[Saved entries]
· · · ·
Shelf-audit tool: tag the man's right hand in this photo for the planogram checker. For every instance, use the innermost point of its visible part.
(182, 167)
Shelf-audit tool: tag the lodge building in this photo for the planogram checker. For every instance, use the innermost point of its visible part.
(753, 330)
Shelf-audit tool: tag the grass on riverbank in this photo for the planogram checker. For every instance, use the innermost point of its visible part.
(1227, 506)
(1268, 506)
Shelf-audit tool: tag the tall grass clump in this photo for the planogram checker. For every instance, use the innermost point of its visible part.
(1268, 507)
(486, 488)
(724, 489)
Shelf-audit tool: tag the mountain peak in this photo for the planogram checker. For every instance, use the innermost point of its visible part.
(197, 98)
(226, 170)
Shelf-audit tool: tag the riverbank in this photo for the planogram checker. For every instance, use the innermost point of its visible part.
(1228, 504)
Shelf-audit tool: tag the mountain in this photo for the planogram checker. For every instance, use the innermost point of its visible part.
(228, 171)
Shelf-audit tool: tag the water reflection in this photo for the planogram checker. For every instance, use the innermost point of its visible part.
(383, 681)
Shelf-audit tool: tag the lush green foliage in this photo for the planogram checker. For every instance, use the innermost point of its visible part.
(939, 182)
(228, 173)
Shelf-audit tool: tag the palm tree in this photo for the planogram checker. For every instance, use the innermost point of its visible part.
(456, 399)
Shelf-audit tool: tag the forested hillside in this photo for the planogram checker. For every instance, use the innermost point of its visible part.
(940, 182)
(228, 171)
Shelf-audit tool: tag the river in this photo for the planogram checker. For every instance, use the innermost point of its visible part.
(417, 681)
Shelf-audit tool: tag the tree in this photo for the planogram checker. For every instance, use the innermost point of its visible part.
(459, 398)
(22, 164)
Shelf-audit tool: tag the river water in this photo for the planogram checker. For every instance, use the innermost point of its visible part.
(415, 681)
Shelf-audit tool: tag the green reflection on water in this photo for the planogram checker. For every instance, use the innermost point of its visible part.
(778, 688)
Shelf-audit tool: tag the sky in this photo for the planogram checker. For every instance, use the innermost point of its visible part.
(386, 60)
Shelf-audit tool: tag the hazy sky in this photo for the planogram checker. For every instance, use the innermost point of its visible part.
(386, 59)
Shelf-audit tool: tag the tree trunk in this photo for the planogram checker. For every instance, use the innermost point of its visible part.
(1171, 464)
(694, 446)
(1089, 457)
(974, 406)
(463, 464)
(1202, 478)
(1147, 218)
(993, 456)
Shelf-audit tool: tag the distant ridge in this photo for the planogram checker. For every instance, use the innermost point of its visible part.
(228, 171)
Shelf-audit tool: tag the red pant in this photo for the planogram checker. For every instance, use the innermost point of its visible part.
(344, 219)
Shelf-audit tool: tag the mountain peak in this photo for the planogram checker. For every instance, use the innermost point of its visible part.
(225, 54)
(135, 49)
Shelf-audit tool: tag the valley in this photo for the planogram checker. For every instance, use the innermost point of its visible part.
· · · ·
--- ABOUT THIS TASK ---
Nothing in the data above should change. Please copy it all.

--- RESPONSE BELOW ---
Shelf-audit tool: tag the man's right hand in this photo for the planogram checker. For every instance, use the innermost point of its visible part.
(182, 167)
Shelf-audit tool: tag the lodge building in this photo for the planogram checker. For every instance, use the innermost point of its visible part.
(753, 330)
Shelf-audit tool: tag the grass on riverbank in this photo for the planogram checker. For every instance, use the innermost point of its visible part.
(1227, 506)
(1268, 506)
Shelf-audit tool: tag the tall grass clump in this photo for the planogram checker. For every instance, use the innermost point of its visible part.
(1268, 507)
(486, 488)
(724, 489)
Shelf-audit tool: tag the mountain peak in this photo for the planogram checker. For every instance, use the innermost point of its visible part.
(197, 98)
(226, 170)
Shelf-audit tool: tag the riverbank in this photo for the planogram checker. For every instance, use the innermost point of its visible part.
(1228, 504)
Shelf-audit tool: tag the mountain in this photo for the planogram checker. For every instance, use the innermost point of its visible part.
(228, 171)
Shelf-audit tool: tag the water reflection in this photo for the planogram checker. For every instance, use the innermost point of its visible part.
(383, 681)
Shelf-audit tool: tag the lush green foliage in this photo for the planogram checker. For every instance, use the innermost point of its visible part.
(939, 182)
(228, 173)
Shelf-audit tool: tag the palm tree in this photo for the planogram checker. For every instance, use the innermost point of its visible part.
(456, 399)
Shelf-audit tool: tag the forested hillside in this photo for the planogram checker. For every instance, use the innermost point of its visible part.
(940, 182)
(228, 171)
Shelf-audit tool: tag the river in this photo for the planogram checker. For every instance, use the innermost point of its visible part.
(417, 681)
Shelf-audit tool: tag the tree in this photo for the planogram checker. For every instance, use the innermost point of its visible part.
(459, 398)
(22, 164)
Shelf-audit tool: tag the river water in this photo for the planogram checker. For every instance, use the innermost point of its visible part.
(415, 681)
Shelf-audit tool: tag the green reflection on water in this photo for the planogram checker. For every instance, use the innermost point of its visible part.
(778, 688)
Shelf-audit tool: tag the sky in this photo for the planogram checker. For every instance, use the innermost point of its visible part.
(386, 60)
Shelf-audit tool: tag the hazy sky in this photo for the planogram checker. For every instance, use the innermost point of its visible part.
(386, 59)
Shelf-audit tool: tag the tree trunk in this photo for the planogram checker. For every instance, use the innermost point of its visible part.
(1171, 464)
(694, 446)
(1089, 457)
(974, 406)
(463, 464)
(1202, 478)
(1147, 218)
(993, 456)
Shelf-audit tool: tag the distant ridge in this photo for the planogram checker. For every instance, use the innermost point of its visible part.
(228, 171)
Shelf-audit tool: tag the red pant in this photo for the planogram checker. For every instance, use the innermost point of its visible part.
(344, 219)
Shelf-audit tool: tag the mountain peak in this photo for the planogram checker. For every instance, use the innermost point of its visible part.
(225, 54)
(135, 49)
Shelf-audit tool: tag the valley in this photo for the planogram checker. For every instance, use the innermost point of its visible part.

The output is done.